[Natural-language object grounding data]
====

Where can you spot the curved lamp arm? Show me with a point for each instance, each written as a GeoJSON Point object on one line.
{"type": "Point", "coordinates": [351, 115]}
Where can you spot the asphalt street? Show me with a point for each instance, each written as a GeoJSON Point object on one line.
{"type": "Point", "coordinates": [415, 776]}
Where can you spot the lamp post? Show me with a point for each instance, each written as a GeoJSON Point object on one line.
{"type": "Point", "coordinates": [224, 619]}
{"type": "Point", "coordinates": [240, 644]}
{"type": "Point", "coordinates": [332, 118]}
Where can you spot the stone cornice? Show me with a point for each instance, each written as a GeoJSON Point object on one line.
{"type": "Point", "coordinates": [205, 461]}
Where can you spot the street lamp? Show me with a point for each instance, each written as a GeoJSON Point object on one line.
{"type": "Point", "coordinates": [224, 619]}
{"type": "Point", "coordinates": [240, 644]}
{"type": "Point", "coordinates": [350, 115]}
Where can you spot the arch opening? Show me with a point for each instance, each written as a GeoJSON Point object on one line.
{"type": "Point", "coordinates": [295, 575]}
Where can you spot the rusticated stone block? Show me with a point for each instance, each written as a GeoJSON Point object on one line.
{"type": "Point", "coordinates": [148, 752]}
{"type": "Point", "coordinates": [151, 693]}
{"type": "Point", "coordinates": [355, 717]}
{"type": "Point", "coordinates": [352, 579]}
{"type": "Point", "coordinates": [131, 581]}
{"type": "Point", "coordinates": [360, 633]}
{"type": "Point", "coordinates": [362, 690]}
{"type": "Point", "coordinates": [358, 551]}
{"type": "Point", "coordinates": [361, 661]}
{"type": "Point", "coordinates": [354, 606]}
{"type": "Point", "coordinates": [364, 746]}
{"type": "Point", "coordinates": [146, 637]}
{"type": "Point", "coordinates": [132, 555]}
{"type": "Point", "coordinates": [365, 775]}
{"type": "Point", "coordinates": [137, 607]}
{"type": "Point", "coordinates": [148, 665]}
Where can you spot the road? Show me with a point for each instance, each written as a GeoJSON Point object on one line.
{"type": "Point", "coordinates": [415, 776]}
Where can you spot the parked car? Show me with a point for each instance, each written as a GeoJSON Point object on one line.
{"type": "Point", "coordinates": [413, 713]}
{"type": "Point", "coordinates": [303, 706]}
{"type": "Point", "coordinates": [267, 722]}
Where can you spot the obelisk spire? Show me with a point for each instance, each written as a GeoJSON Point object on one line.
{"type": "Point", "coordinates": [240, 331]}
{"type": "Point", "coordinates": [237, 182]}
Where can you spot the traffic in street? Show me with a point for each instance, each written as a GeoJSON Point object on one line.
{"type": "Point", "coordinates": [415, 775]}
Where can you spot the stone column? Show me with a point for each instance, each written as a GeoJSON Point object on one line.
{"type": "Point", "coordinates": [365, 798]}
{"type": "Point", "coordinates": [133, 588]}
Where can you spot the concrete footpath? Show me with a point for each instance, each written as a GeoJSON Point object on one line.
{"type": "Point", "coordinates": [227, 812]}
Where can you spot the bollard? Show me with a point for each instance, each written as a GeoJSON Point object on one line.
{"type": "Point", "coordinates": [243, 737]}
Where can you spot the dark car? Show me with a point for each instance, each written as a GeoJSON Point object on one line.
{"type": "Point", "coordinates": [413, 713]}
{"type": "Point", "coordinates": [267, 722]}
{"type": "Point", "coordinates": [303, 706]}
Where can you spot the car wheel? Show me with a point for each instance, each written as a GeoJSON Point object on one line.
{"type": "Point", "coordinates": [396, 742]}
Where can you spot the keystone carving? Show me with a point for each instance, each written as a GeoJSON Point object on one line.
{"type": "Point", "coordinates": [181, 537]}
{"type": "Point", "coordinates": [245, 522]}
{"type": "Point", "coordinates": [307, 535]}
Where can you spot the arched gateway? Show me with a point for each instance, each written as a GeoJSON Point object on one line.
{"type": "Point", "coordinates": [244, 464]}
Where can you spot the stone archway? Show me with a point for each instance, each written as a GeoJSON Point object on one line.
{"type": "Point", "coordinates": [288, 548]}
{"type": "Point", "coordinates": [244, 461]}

====

#### Directions:
Please copy the line holding "Where can you spot the arched" and all lines after it to the end of the records, exactly, and nothing else.

#### Written solution:
Where can you spot the arched gateway? Show me with a point for each instance, each written as a GeoJSON Point object on one line.
{"type": "Point", "coordinates": [244, 464]}
Where can you spot the stone archway? Show me with a point for each instance, each written as a GeoJSON Point object on one line.
{"type": "Point", "coordinates": [288, 548]}
{"type": "Point", "coordinates": [244, 461]}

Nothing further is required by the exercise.